本文抜粋 —
ティンプー市内にあるCSIマーケットのソナム・チョフェルCEOによると、CSI部門で働く人々の80〜90%が、海外に行くか、他の仕事に就き始めているという。CSIは国内産業の95%を構成しているが、国内総生産(GDP)への貢献度は5%未満でしかない。 「しかし、それは最大20%程度は貢献できるる力が潜在的にはあり、政府が私たちを支援してくれれば、輸入品に取って代わる可能性があります。」

同氏によると、農業部門では、サプライチェーンや配送のシステムが欠如しており、その産品が付加価値を付けてくれる人や起業家に届かないため、儲かるビジネスになっていないという。 「500のCSIを収容するCSIマーケットは、産品の5%しか受け取りません。」同氏は、市場の90%が輸入品で溢れており、過剰な輸入はCSIにとって大きな脅威になっていると指摘した。

提供された行 —
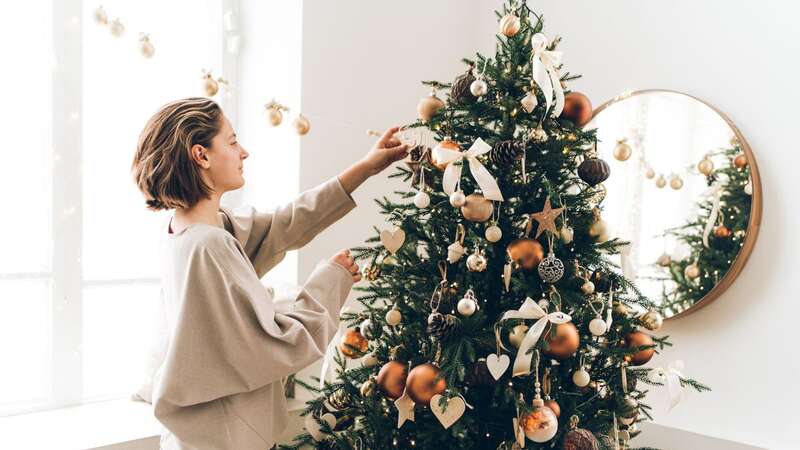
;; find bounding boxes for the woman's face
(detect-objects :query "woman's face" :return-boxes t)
[206,114,249,194]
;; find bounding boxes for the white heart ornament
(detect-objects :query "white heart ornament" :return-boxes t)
[381,227,406,255]
[305,413,336,441]
[486,353,511,380]
[430,394,466,429]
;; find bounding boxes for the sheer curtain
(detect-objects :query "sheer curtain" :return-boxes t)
[0,0,301,415]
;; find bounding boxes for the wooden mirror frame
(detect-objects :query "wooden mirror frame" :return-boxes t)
[592,89,763,320]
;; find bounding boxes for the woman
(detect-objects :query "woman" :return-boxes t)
[132,98,408,450]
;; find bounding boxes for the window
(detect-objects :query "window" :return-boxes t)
[0,0,301,415]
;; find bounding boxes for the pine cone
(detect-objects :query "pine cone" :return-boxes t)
[489,140,525,166]
[428,312,456,340]
[450,67,477,103]
[561,428,600,450]
[328,388,350,410]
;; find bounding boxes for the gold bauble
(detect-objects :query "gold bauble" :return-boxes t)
[714,225,731,239]
[625,331,656,366]
[697,156,714,175]
[669,175,683,191]
[406,363,447,405]
[339,328,369,358]
[293,114,311,136]
[683,264,700,280]
[359,378,377,397]
[544,322,581,359]
[614,138,633,161]
[203,73,219,97]
[639,309,664,331]
[506,238,544,270]
[733,153,747,169]
[417,92,444,122]
[375,361,407,400]
[267,108,283,127]
[508,324,528,348]
[461,194,494,222]
[431,139,463,170]
[500,14,521,37]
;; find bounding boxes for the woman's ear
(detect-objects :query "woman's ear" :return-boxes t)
[190,144,211,169]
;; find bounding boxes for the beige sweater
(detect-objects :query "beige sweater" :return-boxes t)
[153,178,355,450]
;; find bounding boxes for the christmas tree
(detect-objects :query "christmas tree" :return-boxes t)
[662,138,753,315]
[281,1,705,450]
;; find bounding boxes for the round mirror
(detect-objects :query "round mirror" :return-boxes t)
[587,90,761,318]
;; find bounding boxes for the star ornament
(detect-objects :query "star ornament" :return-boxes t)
[531,197,564,239]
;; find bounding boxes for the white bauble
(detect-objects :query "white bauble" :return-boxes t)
[456,297,478,317]
[469,79,489,97]
[589,317,608,336]
[450,191,467,208]
[484,225,503,242]
[414,191,431,209]
[386,308,403,327]
[572,368,592,387]
[109,19,125,37]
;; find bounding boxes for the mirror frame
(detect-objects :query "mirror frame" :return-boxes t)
[592,89,763,320]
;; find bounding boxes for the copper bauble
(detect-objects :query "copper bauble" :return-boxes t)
[625,331,656,366]
[506,238,544,270]
[461,194,494,222]
[375,361,407,400]
[406,364,447,405]
[544,322,581,359]
[339,328,369,358]
[500,14,522,37]
[431,139,463,170]
[714,225,731,238]
[417,92,444,122]
[544,400,561,417]
[561,92,592,127]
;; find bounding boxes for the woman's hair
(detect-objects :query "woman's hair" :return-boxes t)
[131,97,222,211]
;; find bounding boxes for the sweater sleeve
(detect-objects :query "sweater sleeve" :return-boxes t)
[153,230,353,416]
[222,177,356,278]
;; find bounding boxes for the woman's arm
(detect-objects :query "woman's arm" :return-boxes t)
[339,127,408,194]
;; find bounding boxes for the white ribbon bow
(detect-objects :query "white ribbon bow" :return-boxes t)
[703,176,727,248]
[531,33,564,117]
[500,297,572,377]
[319,328,342,389]
[650,360,684,410]
[433,138,503,201]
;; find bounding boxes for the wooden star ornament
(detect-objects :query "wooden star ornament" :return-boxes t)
[531,197,564,239]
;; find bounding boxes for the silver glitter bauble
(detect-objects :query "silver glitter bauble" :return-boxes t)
[539,252,564,284]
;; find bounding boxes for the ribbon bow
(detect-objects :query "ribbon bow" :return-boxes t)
[703,180,727,248]
[433,138,503,201]
[531,33,564,117]
[500,297,572,377]
[650,360,684,410]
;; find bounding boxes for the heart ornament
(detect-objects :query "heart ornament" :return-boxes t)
[381,227,406,255]
[486,353,511,380]
[430,394,467,429]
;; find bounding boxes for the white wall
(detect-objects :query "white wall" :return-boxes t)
[299,0,800,449]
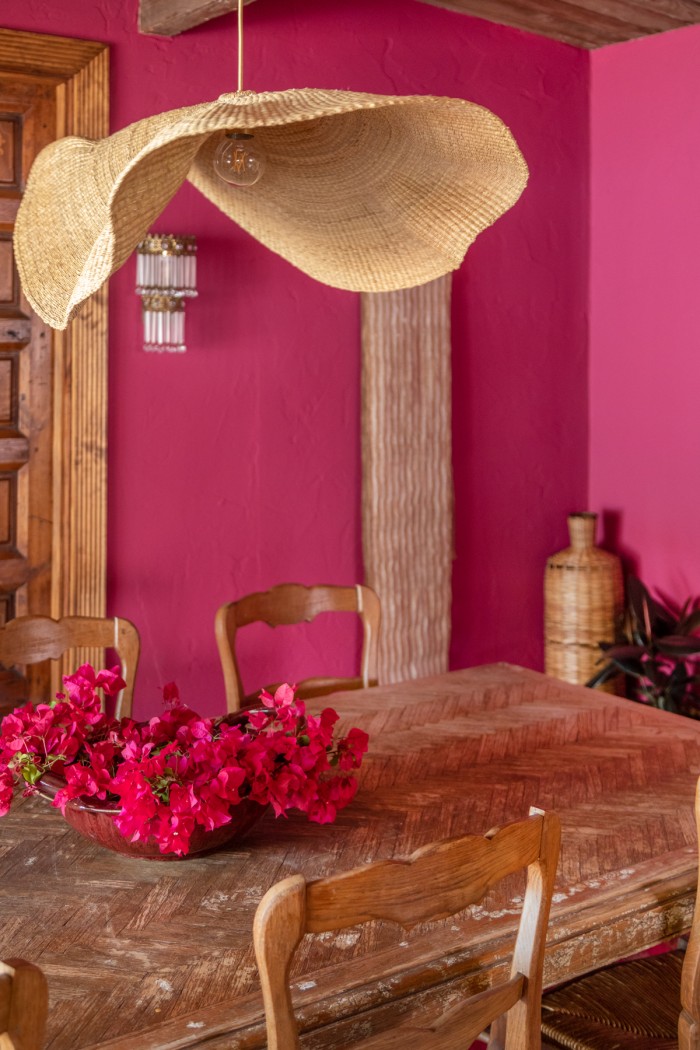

設定課題 1 —
CSI部門に関する文章のうち、「ティンプー市内にあるCSIマ」を含む箇所から始め、「脅威になっていると指摘した。」のところで止めて書き直し、その範囲で「輸入品」を「外国製品」に置き換えてください。
設定課題 2 —
CSI部門に関する文章を、最後の文の後から続けて書くこと。

回答文 1 —
ティンプー市内にあるCSIマーケットのソナム・チョフェルCEOによると、CSI部門で働く人々の80〜90%が、海外に行くか、他の仕事に就き始めているという。CSIは国内産業の95%を構成しているが、国内総生産(GDP)への貢献度は5%未満でしかない。 「しかし、それは最大20%程度は貢献できるる力が潜在的にはあり、政府が私たちを支援してくれれば、外国製品に取って代わる可能性があります。」

同氏によると、農業部門では、サプライチェーンや配送のシステムが欠如しており、その産品が付加価値を付けてくれる人や起業家に届かないため、儲かるビジネスになっていないという。 「500のCSIを収容するCSIマーケットは、産品の5%しか受け取りません。」同氏は、市場の90%が外国製品で溢れており、過剰な輸入はCSIにとって大きな脅威になっていると指摘した。

回答文 2 —
CSI部門をもっと魅力的にするためには、CSIにより多くのインセンティブが与えられるべきだという。 「政府は全国信用保証制度と国立CSI銀行を通じてCSIを財政的に支援していますが、コーディネーションに欠けています。」例えば、CSI部門ではプラスチック製造はできないが、市場に出回っているすべてのパッケージ製品はプラスチック包装されている。 「プラスチック包装品が規制されていれば、地元生産者により平等な競争の機会を提供するでしょう。」他にも、同氏は、金融アクセス、許認可や諸手続きのための単一窓口となるファシリテーションセンターがあると良いと指摘した。
(後半に続く)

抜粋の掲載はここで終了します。